[[ Records provided, beginning ]]

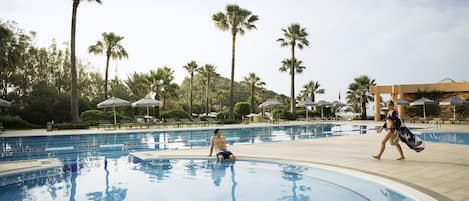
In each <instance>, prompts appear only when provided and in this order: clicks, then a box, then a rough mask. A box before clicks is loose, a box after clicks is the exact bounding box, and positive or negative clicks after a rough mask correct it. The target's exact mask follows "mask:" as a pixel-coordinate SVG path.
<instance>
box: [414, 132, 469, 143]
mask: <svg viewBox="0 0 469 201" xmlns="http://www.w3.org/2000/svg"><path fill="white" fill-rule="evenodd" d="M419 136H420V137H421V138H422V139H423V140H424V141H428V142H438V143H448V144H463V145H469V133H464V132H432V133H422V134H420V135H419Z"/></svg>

[[ Records provided, end ]]
[[ Records provided, beginning ]]

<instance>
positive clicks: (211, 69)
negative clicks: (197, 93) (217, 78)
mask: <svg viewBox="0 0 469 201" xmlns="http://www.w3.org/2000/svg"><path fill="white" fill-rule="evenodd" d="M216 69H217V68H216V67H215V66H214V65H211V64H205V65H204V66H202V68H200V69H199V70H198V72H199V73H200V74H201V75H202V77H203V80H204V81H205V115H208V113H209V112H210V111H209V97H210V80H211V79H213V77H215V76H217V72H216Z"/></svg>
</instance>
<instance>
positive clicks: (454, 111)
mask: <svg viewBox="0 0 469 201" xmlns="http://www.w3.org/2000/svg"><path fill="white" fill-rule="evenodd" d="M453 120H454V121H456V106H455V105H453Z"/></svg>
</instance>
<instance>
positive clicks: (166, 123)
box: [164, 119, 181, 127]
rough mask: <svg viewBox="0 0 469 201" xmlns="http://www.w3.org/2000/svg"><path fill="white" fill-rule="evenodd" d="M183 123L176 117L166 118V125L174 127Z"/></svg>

[[ Records provided, end ]]
[[ Records provided, beginning ]]

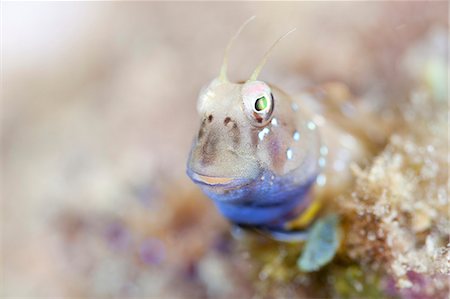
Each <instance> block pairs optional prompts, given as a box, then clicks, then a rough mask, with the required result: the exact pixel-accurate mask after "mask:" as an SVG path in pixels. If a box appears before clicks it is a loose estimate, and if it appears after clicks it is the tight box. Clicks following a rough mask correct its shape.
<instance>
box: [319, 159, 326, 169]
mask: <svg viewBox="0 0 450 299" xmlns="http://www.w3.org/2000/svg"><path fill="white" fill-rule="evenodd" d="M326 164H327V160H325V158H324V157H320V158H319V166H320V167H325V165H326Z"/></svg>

[[ Records provided, end ]]

Echo the part of the items that opens with the line containing "In each <instance>, prompts" and closes with the line containing "box: [414, 132, 469, 143]", both lines included, and nothing else.

In each <instance>, prompts appear only when provided and in this order: clicks, then a box, then a rough mask. A box before clicks is loose, a box after clicks is the exact bounding box, and positive or negative clicks after a rough mask correct it. The target's exact mask follows "mask:" as a pixel-coordinate SVG path.
<instance>
box: [414, 132, 469, 143]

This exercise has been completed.